ЗАДАНИЕ. Продолжите текст о юнкерских стихотворениях Лермонтова сразу после его последней строки.

ПРИВЕДЁННЫЙ ОТРЫВОК.
↓

Как вам юнкерские стихи М. Ю. Лермонтова?
Явно с большим знанием дела о гомосексуальной любви писал М. Ю. Лермонтов в своих юнкерских стихотворениях. Эти произведения не включаются в полные собрания сочинений Лермонтова, но они неоднократно печатались в России и заграницей.
Написанные, когда Лермонтову было 20 лет и он учился в юнкерском училище, стилистически они представляют переходный момент от юношеской к более зрелой манере среднего периода творчества Лермонтова - настоящей поэтической зрелости он достигнет через три года, в стихотворении "На смерть поэта". Две из пяти вещей, опубликованных У. Хопкинсом, - "Тизенгаузену" (адресовано соученику Лермонтова, Павлу Павловичу Тизенгаузену) и грубоватая "Ода нужнику" - имеют темой гомосексуальные сношения между юнкерами. Описаны эти встречи с такой конкретностью, что Лермонтов, если он в них и не участвовал, то должен хотя бы присутствовать и наблюдать. Среди друзей Лермонтова и его окружения также было немало геев.
К Т*** (Тизенгаузену)
Не води так томно оком,
Круглой *** не верти,
Сладострастьем и пороком
Своенравно не шути.
Не ходи к чужой постели
И к своей не подпускай,
Ни шутя, ни в самом деле
Нежных рук не пожимай.
Знай, прелестный наш чухонец,
Юность долго не блестит!
Знай: когда рука господня
Разразится над тобой
Все, которых ты сегодня
Зришь у ног своих с мольбой,
Сладкой влагой поцелуя
Не уймут тоску твою,
Хоть тогда за кончик ***
Ты бы отдал жизнь свою.
ОДА К НУЖНИКУ
О ты, вонючий храм неведомой богини!
К тебе мой глас... к тебе взываю из пустыни,
Где шумная толпа теснится столько дней
И где так мало я нашел еще людей.
Прими мой фимиам летучий и свободный,
Незрелый слабый цвет поэзии народной.
Ты покровитель наш, в святых стенах твоих
Я не боюсь врагов завистливых и злых,
Под сению твоей не причинит нам страха
Ни взор Михайлова, ни голос Шлиппенбаха
Едва от трапезы восстанут юнкера,
Хватают чубуки, бегут, кричат: пора!
Народ заботливо толпится за дверями.
Вот искры от кремня посыпались звездами,
Из рукава чубук уж выполз, как змея,
Гостеприимная отдушина твоя
Открылась бережно, огонь табак объемлет.
Приемная труба заветный дым приемлет.
Когда ж Ласковского приходит грозный глаз,
От поисков его ты вновь скрываешь нас,
И *** белая красавца молодого
Является в тебе отважно без покрова.

↑

Серия записей.
↓

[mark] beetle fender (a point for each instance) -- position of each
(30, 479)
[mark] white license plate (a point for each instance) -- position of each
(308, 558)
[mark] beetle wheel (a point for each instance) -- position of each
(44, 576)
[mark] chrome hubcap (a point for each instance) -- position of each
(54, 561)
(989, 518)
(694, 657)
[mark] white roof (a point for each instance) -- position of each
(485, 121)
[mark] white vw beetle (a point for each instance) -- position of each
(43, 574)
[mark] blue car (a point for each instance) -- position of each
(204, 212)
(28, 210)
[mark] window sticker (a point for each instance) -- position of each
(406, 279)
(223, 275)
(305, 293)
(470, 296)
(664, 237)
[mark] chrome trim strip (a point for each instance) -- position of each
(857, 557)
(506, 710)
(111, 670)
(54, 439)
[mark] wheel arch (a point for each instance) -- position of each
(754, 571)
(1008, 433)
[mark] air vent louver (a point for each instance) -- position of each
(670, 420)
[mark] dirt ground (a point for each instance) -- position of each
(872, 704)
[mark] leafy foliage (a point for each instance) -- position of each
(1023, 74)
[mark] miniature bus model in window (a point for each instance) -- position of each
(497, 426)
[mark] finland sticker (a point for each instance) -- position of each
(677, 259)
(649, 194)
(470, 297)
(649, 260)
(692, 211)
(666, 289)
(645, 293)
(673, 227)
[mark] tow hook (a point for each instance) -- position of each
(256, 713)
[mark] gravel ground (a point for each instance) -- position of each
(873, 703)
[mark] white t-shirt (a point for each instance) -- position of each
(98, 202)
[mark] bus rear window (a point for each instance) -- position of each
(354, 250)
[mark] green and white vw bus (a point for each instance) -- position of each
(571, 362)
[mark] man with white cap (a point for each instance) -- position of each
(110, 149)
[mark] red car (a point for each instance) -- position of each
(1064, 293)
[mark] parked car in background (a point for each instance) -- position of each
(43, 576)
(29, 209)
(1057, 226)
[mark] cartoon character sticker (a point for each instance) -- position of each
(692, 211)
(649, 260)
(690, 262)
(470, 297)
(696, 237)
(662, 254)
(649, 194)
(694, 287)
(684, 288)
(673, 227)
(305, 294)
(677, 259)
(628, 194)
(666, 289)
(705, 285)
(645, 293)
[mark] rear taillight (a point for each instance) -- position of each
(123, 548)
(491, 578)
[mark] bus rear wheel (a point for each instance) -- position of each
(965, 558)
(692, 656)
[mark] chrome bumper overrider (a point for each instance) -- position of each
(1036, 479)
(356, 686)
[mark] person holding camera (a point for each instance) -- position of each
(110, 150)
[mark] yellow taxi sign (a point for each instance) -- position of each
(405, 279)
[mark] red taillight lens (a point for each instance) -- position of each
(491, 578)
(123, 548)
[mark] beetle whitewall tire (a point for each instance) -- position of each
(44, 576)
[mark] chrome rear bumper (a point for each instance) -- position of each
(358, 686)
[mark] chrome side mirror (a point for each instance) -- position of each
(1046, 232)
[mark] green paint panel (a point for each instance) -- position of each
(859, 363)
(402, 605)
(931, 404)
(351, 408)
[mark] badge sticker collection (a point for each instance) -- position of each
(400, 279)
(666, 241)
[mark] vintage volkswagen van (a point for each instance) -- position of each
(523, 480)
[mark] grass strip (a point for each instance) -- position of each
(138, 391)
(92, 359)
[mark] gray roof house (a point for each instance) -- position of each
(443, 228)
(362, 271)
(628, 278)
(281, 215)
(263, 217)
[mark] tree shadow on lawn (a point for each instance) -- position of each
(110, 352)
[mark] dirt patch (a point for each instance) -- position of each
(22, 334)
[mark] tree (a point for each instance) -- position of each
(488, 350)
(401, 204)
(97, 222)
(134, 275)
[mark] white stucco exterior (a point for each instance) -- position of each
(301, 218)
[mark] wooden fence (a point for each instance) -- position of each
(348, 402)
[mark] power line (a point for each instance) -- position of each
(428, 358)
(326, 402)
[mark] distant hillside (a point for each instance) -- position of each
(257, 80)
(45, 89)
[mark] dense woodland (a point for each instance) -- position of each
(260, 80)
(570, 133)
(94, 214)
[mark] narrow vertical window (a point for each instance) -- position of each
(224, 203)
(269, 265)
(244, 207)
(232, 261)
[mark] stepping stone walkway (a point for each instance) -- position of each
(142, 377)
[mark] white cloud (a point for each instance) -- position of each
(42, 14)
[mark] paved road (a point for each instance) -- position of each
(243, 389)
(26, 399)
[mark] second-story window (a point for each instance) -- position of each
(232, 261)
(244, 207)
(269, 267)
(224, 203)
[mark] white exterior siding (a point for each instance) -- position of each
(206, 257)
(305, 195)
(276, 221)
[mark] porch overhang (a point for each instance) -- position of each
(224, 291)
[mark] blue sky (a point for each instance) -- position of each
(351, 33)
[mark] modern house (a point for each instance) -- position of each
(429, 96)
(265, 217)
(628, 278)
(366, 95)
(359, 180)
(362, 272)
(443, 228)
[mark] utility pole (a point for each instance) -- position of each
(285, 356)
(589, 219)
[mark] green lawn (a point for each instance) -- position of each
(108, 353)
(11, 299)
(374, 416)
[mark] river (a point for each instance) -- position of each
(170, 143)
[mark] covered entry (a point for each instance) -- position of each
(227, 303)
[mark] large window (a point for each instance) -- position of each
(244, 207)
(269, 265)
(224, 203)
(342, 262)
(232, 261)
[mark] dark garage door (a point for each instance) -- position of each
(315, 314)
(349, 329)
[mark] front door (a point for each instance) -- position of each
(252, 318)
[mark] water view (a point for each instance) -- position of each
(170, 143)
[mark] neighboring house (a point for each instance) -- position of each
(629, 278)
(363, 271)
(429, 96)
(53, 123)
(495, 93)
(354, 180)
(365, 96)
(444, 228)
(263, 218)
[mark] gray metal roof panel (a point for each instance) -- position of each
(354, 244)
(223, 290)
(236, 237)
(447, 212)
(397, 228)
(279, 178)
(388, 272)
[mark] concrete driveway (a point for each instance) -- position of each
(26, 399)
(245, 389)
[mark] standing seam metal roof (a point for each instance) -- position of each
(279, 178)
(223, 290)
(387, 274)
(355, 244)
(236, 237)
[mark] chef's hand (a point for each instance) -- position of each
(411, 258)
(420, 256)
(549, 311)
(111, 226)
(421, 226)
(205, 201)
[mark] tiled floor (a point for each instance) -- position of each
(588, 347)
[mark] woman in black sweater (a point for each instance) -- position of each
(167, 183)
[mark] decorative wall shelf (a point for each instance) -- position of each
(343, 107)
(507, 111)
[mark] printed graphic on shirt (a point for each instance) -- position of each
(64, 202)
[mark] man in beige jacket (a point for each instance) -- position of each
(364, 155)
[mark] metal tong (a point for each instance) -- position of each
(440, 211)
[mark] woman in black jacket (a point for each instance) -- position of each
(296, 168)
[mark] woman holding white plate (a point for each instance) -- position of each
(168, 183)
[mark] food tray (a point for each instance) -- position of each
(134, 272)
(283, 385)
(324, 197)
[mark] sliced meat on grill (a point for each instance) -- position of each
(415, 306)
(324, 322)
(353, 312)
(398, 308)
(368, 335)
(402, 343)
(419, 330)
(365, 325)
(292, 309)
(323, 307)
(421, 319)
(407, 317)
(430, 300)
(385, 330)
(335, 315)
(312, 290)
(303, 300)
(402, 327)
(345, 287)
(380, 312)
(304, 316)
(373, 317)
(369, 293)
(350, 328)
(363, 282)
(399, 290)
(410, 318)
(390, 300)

↑

ОТВЕТ.
Но вот над школою ложится мрак ночной,
Клерон уж совершил дозор обычный свой,
Давно у фортепьян не раздается Феня...
Последняя свеча на койке Беловеня
Угасла, и луна кидает бледный свет
На койки белые и лаковый паркет.
Вдруг шорох, слабый звук и легкие две тени
Скользят по каморе к твоей желанной сени,
Вошли... и в тишине раздался поцалуй,
Краснея поднялся, как тигр голодный, ***,
Хватают за него нескромною рукою,
Прижав уста к устам, и слышно: "Будь со мною,
Я твой, о милый друг, прижмись ко мне сильней,
Я таю, я горю... " И пламенных речей
Не перечтешь. Но вот, подняв подол рубашки,
Один из них открыл атласный зад и ляжки,
И восхищенный ***, как страстный сибарит,
Над пухлой *** надулся и дрожит.
Уж сближались они... еще лишь миг единый...
Но занавес пора задернуть над картиной,
Пора, чтоб похвалу неумолимый рок
Не обратил бы мне в язвительный упрек.
РАЗЛУКА
(посвящено М. И. Сабурову)
Я виноват перед тобою,
Цены услуг твоих не знал.
Слезами горькими, тоскою
Я о прощеньи умолял,
Готов был, ставши на колени,
Проступком называть мечты:
Мои мучительные пени
Бессмысленно отвергнул ты.
Зачем так рано, так ужасно
Я должен был узнать людей
И счастьем жертвовать напрасно
Холодной гордости твоей?..
Свершилось! вечную разлуку
Трепеща вижу пред собой...
Ледяную встречаю руку
Моей пылающей рукой.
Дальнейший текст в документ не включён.